DOCUMENT SECTION:
Anna Chlumsky, Douglas Sills, Renée Fleming, Blake Hammond, Scott Robertson, and Jerry O'Connell
Photo by Joan Marcus

She's well matched by one of the non-operatic theatre's current masters of the art, Douglas Sills. The Scarlet Pimpernel star is just as boisterous, just as ecstatic, and just as unapologetically huge as Vito, Raquel's husband, himself a leading light in the classical world. A conductor, to be specific: one who's fallen on hard times himself as he's aged, not least because he's always traipsing in Leonard Bernstein's shadow. His high-living ways (he reportedly seduced the entire humming chorus of Madama Butterfly) hasn't helped him much, but it's ripe material for DiPietro to mine for laughs.

So much does the playwright adore these personalities, in fact, that he's structured every moment of his writing around them, if to only occasionally sparkling effect. His story concerns a young writer named Robert Samson (Jerry O'Connell), who is the latest in a long line of hired hands (who have also included Truman Capote and J.D. Salinger) who are trying to craft Vito's life story into a compelling memoir. But Vito—or Maestro, as he prefers to be called—seldom gets up early, and can't tell a coherent story to save his life.

Once Robert becomes entangled in the process, the publisher sends another editor, Iris Peabody (Anna Chlumsky) in to rescue him. She gets trapped, too, naturally, and lassoed in to ghostwriting Maestro's autobiography once Raquel appropriates Robert for herself. And given the natural rifts that their professional arrangements have already eroded in their lives, Raquel and Maestro, when in the presence of younger and far more attractive admirers, start imagining, and then putting into motion, plans to satisfy their own decaying needs.

STORED DATA:
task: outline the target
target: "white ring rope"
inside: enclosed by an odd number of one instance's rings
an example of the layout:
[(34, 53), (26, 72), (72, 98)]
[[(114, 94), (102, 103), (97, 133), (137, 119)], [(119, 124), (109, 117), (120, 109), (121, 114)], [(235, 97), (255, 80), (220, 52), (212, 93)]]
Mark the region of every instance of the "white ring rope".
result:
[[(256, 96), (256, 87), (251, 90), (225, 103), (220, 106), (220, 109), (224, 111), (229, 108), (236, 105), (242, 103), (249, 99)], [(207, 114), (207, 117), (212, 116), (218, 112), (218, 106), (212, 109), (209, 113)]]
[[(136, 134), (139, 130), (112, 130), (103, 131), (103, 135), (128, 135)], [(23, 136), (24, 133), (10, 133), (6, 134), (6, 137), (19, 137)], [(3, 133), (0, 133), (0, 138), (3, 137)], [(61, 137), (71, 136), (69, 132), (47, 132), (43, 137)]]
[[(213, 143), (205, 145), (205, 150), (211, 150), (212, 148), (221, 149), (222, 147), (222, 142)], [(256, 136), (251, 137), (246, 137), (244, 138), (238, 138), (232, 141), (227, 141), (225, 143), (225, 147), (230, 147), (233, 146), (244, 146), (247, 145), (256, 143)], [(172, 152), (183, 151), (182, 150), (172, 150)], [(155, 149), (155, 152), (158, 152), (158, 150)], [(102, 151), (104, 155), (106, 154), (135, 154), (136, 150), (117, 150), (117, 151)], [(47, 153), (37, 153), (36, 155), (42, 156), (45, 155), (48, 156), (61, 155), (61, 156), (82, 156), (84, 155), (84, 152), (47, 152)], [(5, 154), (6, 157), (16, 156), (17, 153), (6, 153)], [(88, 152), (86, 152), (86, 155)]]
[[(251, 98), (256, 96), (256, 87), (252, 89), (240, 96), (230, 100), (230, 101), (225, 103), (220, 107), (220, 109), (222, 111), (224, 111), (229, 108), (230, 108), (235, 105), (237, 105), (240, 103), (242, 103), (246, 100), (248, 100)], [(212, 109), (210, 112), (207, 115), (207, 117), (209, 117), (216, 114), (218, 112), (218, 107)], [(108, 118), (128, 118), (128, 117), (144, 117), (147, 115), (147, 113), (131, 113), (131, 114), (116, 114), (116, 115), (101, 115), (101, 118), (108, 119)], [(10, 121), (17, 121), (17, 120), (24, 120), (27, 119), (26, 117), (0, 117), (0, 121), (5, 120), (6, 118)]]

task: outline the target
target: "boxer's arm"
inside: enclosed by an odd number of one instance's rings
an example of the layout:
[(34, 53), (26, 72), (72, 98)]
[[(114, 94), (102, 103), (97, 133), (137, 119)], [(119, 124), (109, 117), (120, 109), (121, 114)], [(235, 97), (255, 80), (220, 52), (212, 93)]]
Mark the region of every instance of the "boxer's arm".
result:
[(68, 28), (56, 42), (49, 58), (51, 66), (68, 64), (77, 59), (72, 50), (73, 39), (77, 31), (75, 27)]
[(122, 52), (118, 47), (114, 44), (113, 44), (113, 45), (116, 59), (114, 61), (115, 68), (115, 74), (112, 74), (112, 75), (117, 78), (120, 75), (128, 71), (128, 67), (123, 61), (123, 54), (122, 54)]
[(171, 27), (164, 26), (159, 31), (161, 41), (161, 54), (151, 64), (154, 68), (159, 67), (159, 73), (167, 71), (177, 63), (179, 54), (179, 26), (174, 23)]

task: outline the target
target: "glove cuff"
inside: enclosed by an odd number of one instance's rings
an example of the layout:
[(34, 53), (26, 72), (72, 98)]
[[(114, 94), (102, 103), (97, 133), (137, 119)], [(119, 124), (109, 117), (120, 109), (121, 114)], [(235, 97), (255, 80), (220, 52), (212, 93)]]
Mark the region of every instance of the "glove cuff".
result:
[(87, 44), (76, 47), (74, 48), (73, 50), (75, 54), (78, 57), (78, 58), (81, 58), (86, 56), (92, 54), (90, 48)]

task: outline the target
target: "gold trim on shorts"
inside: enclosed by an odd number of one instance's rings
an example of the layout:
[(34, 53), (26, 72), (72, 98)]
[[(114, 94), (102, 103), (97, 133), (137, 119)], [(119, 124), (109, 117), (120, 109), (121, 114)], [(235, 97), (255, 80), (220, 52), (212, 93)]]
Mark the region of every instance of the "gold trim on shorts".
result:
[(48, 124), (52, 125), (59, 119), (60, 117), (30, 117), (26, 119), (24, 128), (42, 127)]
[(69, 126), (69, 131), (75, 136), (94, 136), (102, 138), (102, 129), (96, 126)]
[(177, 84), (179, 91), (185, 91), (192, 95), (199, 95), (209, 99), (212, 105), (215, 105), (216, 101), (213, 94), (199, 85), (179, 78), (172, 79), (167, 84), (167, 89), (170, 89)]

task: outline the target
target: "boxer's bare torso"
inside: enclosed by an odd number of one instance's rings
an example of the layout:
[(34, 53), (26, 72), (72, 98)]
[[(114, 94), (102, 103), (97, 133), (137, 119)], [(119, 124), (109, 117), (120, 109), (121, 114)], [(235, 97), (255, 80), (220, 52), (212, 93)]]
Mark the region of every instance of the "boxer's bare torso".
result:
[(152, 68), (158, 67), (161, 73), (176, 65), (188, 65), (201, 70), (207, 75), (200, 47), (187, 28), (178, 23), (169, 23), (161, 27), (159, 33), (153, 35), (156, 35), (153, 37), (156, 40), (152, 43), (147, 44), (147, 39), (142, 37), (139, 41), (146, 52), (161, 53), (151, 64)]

EXERCISE A:
Who plays the young writer Robert Samson in the theatre review?
EXERCISE B:
Can you restate the theatre review from "So much does" through "save his life.", switching "memoir" to "biography"?
EXERCISE C:
Could you resume the theatre review after its last sentence?

ANSWER SECTION A:
Jerry O'Connell

ANSWER SECTION B:
So much does the playwright adore these personalities, in fact, that he's structured every moment of his writing around them, if to only occasionally sparkling effect. His story concerns a young writer named Robert Samson (Jerry O'Connell), who is the latest in a long line of hired hands (who have also included Truman Capote and J.D. Salinger) who are trying to craft Vito's life story into a compelling biography. But Vito—or Maestro, as he prefers to be called—seldom gets up early, and can't tell a coherent story to save his life.

ANSWER SECTION C:
Once the battle lines are drawn (which happens well before the end of the first act), there's not a lot of new ground for DiPietro to tread, and he struggles to avoid clichés as he plods toward his conclusion. What starts off as a fizzy, no-frills entertainment becomes squishily maudlin, in large part because there's nowhere else for it to go. If the evening never stops working, exactly, it's only because the technique is efficient; you won't exactly be risking too many brain cells in trying to puzzle out who ends up with whom, or under what circumstances.

The director is Kathleen Marshall, who provides gentle, pleasant staging bereft of any of the high stakes or breakneck speed that might characterize a more effective farce; it's not exciting, but it suffices, and sometimes does better than that. Michael Krass's costumes strike just the right notes of pedestrian for the "little" people and garishly outlandish for Raquel and Vito; even Raquel's adorable little dog, Puccini (an ideally cast Trixie) gets to sport a flamboyant Aida headdress at one point.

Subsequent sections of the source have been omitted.